| What to produce |
Transcribe all of the records below word for word, leaving out the pictures.

***** Given entries

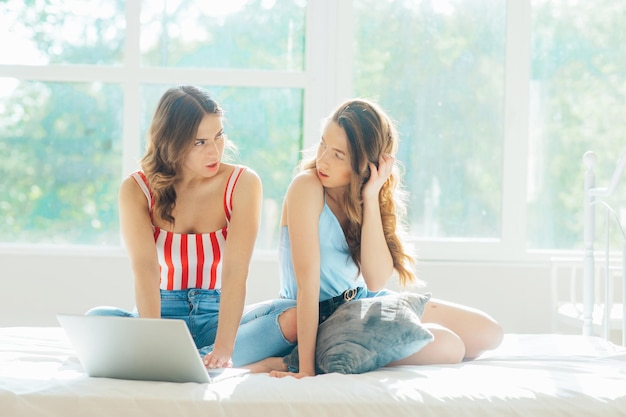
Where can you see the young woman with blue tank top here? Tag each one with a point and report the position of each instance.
(339, 242)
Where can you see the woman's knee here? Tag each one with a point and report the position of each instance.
(446, 348)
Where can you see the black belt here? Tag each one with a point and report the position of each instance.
(328, 307)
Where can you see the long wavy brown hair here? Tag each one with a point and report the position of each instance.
(172, 132)
(372, 133)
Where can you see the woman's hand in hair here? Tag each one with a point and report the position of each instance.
(378, 176)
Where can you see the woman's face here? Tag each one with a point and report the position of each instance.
(334, 168)
(206, 152)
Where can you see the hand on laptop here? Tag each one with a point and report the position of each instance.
(218, 359)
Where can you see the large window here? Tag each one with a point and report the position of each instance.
(496, 102)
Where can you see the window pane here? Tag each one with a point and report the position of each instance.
(224, 34)
(60, 162)
(265, 124)
(61, 32)
(577, 101)
(439, 71)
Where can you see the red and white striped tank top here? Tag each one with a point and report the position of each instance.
(191, 260)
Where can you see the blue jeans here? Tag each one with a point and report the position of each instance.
(258, 337)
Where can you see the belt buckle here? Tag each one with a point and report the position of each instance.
(349, 294)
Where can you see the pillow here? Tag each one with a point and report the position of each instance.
(368, 333)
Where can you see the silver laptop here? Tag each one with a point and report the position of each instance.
(141, 349)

**********

| Written answer |
Where can you see the young woman with blue tank top here? Tag each one with a point and report the position of each instance.
(339, 242)
Where can you see the woman's knee here? Tag each one with a point and report the position of each instance.
(446, 348)
Where can you see the black belt here? Tag each one with a point and report the position of each instance.
(328, 307)
Where can you see the long wavy brown hair here? Tag each one with a point and report the position of each instance.
(172, 132)
(372, 133)
Where can you see the woman's hand in hair here? Tag each one with a point and report the position of each instance.
(378, 176)
Where can you see the woman's face here? Tag each one with a point and report the position of each instance.
(334, 168)
(206, 152)
Where can you see the hand on laptop here? Tag each one with a point and report the position of each instance.
(218, 359)
Where can you see the large window here? Tag each one with a point and report the position of each instance.
(496, 102)
Where can you see the window pane here? Tag each one with a point and report the position of each instance.
(224, 34)
(60, 162)
(265, 124)
(61, 32)
(577, 101)
(439, 71)
Where can you see the red and white striped tank top here? Tag each one with a point and report the position of each instance.
(191, 260)
Where can you see the blue jeans here? Tag each one with a point and report the position of each instance.
(258, 337)
Where can you see the belt buckle here? Tag each one with a point and report the position of each instance.
(349, 294)
Where can you see the pillow here? Tag each one with a point and report the position of each instance.
(368, 333)
Where can you see the silver laptop here? Tag each one with a point and report the position of each instance.
(141, 349)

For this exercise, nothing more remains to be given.